Task brief - Reproduce every line from the one containing "task | one point per instance, each pair like [305, 214]" down to the end of the records, both included and with the requests kept. Multiply each answer coordinate by 2.3 and round it to the nearest whole number, rounding halves up. Leave the numbers in the requests and their sample pairs unchanged.

Dataset extract -
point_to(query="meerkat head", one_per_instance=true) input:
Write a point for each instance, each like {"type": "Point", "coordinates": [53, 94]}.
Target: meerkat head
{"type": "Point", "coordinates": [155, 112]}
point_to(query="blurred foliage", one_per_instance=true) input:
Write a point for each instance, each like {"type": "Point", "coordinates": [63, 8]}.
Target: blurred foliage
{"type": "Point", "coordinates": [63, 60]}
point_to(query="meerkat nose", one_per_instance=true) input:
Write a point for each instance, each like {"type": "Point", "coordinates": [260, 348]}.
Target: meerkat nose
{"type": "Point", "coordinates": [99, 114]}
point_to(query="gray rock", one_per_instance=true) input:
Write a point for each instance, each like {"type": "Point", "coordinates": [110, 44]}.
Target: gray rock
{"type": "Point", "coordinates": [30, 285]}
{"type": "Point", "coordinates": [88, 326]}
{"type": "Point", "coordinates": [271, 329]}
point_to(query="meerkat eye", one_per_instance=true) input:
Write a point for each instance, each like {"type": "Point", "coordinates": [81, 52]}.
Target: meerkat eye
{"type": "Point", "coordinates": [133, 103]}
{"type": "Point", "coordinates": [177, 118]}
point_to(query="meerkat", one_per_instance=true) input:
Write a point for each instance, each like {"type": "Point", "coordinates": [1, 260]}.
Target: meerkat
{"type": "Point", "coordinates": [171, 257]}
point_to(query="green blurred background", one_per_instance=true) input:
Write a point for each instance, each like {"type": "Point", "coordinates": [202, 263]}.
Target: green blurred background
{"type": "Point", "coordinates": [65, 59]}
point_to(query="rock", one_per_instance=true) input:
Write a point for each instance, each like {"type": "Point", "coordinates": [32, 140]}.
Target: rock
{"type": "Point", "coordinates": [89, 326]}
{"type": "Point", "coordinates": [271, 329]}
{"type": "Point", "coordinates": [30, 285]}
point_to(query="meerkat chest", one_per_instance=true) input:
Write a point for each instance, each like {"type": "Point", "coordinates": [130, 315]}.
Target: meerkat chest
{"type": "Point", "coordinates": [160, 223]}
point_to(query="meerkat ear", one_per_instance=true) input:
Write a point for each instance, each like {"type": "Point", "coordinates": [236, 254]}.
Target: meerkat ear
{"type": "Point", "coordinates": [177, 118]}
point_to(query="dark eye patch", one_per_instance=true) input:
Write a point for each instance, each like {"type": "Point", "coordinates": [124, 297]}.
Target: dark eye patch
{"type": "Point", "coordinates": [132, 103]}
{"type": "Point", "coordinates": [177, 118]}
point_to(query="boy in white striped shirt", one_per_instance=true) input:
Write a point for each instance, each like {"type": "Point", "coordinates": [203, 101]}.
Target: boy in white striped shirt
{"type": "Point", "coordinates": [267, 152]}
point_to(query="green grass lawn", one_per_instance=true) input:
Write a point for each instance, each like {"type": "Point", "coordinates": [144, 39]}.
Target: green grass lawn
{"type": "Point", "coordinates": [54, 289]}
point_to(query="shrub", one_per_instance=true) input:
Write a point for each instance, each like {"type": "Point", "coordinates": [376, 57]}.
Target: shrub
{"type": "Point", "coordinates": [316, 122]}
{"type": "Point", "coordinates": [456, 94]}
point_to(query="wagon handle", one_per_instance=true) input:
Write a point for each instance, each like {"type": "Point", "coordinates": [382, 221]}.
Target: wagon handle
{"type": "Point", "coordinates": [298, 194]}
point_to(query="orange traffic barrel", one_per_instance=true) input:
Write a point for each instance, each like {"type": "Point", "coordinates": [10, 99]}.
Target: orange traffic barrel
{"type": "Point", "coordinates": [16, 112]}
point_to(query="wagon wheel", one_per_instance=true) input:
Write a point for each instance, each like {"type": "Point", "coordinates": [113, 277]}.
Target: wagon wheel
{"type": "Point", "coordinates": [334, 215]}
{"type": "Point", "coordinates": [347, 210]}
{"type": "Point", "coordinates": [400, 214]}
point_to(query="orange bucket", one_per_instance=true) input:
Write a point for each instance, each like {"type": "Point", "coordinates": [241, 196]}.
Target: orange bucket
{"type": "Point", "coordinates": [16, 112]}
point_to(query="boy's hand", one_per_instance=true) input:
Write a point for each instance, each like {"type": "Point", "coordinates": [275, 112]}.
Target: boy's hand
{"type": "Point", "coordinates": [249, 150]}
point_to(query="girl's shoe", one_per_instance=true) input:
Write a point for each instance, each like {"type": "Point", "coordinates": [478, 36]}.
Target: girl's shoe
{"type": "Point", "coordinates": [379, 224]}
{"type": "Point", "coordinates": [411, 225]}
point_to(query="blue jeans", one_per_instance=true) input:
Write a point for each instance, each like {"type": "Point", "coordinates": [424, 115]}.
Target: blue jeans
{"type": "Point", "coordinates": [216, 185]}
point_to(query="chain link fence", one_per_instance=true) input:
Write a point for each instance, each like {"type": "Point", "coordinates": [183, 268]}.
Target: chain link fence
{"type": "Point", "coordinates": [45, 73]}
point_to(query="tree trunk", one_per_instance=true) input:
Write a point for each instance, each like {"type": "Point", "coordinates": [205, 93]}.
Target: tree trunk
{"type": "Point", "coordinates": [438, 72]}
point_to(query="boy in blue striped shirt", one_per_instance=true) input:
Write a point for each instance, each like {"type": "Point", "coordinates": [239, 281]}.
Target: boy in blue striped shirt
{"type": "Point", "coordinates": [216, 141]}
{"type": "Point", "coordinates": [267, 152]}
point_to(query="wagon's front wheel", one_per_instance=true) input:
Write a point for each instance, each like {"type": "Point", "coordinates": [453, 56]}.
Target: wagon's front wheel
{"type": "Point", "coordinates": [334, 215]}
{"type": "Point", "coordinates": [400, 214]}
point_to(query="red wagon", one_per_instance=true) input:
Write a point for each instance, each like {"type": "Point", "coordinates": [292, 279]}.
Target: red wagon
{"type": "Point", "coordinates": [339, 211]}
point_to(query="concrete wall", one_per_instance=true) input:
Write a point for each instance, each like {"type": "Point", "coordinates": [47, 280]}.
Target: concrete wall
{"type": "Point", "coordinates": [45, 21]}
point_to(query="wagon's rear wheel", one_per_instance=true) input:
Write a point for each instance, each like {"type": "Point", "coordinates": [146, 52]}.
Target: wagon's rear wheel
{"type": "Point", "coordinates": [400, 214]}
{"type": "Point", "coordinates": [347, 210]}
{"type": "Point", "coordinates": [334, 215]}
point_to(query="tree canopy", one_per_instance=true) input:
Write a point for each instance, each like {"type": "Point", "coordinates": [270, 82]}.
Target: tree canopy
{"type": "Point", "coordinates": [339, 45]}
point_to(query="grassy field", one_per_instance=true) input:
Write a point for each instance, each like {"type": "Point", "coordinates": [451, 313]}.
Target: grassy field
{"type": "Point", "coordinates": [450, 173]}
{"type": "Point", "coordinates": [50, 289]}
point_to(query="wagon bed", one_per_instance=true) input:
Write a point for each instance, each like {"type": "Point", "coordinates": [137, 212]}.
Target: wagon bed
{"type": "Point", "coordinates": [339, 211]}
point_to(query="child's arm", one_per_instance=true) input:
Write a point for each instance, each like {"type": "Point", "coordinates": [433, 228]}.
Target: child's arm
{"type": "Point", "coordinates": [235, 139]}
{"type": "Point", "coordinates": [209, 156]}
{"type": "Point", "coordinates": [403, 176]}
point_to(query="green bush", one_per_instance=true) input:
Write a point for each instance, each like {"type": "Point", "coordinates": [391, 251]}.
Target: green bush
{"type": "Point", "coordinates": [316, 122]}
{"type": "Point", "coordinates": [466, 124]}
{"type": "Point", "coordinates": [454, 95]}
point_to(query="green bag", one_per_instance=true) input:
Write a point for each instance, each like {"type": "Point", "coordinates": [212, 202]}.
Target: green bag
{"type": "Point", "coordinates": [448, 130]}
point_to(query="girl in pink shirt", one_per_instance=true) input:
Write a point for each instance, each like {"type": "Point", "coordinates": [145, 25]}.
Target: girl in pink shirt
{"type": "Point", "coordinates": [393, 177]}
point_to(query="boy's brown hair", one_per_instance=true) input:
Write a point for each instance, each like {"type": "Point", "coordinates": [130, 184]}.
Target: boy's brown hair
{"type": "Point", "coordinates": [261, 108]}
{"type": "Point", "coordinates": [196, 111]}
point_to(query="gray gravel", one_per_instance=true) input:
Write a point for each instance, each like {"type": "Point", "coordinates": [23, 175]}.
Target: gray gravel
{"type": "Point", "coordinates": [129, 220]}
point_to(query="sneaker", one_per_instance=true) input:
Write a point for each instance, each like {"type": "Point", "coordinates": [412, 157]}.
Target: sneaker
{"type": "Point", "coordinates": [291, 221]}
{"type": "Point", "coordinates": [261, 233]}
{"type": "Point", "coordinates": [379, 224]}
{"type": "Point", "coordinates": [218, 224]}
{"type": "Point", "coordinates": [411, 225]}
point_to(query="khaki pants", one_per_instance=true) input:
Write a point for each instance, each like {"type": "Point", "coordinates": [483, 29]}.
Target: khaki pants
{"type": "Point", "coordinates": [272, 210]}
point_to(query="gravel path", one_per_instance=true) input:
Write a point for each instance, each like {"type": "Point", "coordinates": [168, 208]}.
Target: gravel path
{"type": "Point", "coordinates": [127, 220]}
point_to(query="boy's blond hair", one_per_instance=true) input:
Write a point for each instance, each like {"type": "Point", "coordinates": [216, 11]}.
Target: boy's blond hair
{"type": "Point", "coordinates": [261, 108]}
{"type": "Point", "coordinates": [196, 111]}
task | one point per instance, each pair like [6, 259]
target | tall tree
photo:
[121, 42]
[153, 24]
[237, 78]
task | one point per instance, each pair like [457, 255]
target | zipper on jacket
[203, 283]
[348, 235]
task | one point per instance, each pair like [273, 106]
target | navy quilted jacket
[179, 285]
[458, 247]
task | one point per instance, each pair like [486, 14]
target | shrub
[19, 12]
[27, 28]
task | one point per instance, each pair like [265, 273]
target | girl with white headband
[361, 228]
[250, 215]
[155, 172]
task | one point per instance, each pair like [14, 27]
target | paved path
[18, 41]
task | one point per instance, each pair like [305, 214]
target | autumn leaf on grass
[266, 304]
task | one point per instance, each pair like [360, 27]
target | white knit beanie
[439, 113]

Exercise answer -
task | one point per instance, each pair like [305, 214]
target | autumn leaf on grass
[612, 699]
task | one point per instance, each pair like [360, 27]
target | white knit beanie
[1010, 260]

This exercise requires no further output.